── DATASET
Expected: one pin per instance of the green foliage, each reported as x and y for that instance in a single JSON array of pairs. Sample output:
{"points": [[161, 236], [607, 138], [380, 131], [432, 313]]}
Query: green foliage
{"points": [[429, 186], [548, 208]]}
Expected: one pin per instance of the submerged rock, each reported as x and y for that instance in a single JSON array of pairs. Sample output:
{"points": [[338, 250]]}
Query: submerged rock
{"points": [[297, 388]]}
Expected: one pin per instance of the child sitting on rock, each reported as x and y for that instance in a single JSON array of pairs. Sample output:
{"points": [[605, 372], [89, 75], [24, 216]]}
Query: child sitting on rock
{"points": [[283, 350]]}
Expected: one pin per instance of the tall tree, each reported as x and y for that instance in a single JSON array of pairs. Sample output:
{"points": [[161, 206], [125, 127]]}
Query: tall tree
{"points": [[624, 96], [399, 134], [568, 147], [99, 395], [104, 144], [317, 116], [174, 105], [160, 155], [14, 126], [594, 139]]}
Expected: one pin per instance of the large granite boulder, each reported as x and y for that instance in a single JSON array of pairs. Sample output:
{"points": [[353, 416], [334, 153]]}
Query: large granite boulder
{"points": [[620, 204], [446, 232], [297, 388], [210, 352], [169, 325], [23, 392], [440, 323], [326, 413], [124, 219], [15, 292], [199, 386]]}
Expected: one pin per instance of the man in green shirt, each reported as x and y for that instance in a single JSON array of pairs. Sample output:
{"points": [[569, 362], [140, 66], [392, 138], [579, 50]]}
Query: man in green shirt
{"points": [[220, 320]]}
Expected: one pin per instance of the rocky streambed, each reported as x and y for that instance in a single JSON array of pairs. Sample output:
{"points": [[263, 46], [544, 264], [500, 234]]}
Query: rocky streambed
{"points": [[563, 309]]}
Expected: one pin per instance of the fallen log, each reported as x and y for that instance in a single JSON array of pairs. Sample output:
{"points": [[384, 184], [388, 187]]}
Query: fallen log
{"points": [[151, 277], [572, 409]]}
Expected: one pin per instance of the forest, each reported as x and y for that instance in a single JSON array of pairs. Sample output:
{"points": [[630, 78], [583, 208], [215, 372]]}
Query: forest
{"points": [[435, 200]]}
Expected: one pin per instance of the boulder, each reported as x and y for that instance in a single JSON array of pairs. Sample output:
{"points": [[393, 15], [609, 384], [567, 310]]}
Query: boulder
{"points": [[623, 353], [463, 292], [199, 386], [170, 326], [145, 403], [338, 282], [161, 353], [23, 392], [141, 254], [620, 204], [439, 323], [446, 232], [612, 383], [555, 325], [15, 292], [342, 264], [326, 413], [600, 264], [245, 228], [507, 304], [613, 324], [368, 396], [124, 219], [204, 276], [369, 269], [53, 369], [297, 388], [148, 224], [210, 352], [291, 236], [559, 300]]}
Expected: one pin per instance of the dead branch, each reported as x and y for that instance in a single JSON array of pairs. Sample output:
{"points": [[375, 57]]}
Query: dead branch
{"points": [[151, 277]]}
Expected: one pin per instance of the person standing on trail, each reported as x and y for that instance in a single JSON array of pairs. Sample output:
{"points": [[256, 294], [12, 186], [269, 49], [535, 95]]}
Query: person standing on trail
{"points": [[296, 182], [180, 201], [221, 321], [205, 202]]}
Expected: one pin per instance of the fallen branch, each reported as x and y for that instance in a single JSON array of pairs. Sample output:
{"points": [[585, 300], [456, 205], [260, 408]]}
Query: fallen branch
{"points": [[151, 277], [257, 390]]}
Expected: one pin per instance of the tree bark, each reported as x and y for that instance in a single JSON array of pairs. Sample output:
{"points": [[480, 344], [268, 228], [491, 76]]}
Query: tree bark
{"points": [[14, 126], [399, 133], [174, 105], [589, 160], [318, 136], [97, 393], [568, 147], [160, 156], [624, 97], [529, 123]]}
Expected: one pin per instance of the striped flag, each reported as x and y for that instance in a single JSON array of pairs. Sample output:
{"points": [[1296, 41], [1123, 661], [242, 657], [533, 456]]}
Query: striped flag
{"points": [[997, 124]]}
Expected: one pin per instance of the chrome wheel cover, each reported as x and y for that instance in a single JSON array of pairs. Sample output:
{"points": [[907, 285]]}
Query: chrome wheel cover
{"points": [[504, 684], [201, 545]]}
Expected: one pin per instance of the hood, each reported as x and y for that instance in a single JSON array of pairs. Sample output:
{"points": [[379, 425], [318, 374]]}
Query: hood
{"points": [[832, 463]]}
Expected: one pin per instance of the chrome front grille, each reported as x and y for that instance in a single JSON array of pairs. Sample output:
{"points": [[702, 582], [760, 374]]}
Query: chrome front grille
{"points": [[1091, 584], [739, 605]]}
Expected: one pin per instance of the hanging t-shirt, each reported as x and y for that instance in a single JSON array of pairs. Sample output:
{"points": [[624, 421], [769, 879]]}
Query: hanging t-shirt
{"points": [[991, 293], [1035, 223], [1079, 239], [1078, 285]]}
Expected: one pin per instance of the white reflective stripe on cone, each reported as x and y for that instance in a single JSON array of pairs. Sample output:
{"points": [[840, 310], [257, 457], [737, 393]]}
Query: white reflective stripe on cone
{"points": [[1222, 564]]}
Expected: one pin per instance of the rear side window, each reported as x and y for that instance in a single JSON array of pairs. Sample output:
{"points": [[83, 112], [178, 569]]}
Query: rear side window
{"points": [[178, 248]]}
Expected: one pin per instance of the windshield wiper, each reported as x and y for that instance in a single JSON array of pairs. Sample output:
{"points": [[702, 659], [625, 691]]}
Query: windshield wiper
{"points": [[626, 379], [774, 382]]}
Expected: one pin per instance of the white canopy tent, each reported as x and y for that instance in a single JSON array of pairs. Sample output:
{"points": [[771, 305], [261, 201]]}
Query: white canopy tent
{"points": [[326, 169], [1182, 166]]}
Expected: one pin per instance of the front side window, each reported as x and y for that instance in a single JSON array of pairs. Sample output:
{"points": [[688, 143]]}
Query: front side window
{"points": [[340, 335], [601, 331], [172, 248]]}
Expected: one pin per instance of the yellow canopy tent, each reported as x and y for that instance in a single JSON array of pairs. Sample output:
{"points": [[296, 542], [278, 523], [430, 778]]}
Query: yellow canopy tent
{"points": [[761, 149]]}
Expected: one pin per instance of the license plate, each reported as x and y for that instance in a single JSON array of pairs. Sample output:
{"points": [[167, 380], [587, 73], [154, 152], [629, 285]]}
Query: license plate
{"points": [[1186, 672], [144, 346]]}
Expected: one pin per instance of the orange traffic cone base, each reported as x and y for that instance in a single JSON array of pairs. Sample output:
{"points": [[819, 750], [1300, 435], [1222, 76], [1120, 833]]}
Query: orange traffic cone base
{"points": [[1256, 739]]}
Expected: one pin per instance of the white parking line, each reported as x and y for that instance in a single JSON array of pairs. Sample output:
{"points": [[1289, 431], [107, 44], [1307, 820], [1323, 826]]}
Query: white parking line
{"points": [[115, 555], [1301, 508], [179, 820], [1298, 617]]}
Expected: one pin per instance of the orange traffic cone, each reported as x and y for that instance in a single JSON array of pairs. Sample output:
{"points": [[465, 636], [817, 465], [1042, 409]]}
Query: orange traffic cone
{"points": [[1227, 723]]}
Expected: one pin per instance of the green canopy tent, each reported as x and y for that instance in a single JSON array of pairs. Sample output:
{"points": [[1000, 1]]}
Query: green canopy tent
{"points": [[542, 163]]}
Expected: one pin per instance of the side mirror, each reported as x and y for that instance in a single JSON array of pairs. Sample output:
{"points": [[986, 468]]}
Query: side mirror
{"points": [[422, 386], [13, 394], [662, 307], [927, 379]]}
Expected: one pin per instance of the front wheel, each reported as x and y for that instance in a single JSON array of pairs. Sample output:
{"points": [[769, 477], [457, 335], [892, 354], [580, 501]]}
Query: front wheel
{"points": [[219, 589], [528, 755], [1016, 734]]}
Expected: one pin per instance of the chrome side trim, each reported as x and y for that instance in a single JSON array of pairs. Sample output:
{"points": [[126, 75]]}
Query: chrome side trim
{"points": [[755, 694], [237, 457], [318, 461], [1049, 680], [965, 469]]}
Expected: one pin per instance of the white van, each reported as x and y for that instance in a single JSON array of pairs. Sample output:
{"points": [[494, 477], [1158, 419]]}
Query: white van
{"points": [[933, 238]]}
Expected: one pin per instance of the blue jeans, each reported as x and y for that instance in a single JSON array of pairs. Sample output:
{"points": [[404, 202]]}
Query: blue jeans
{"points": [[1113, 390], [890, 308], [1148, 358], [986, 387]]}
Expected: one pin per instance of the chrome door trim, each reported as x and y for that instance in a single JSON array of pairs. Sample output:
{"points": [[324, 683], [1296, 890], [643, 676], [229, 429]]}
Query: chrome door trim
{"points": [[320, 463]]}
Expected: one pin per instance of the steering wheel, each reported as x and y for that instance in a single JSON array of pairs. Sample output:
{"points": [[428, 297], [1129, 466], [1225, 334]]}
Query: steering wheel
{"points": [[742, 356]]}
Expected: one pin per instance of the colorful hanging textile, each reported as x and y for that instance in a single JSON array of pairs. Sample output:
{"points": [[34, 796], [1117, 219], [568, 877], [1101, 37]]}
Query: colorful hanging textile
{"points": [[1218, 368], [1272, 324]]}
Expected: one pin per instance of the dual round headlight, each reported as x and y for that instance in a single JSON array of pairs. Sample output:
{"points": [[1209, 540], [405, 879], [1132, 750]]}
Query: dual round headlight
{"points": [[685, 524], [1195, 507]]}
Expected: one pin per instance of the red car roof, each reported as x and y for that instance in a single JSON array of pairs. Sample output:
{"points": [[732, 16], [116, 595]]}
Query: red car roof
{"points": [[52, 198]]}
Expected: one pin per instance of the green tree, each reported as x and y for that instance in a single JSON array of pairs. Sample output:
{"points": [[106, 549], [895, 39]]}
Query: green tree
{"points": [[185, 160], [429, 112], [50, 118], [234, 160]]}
────
→ **EXERCISE GOAL**: Retype, exactly and only, the lines running from the one with "Expected: one pin per instance of the dual" through the final line of the listing above.

→ **FULL OUTPUT**:
Expected: one pin per instance of the dual round headlight, each reported as x and y for that instance in a single JSON array of pairs. Sample output:
{"points": [[1209, 540], [405, 879], [1132, 750]]}
Query: dual round headlight
{"points": [[685, 524], [1195, 507]]}
Expected: one pin per instance of the red car roof, each reported as x and y for that instance in a single JSON array of pairs. Sample output:
{"points": [[732, 16], [116, 595]]}
Query: red car roof
{"points": [[52, 198]]}
Expected: one pin per instance of the green tree, each reported as x and y for that instance in a single JSON array of pairs. Sample output:
{"points": [[106, 549], [895, 39]]}
Query: green tree
{"points": [[185, 160], [429, 112], [50, 118], [234, 160]]}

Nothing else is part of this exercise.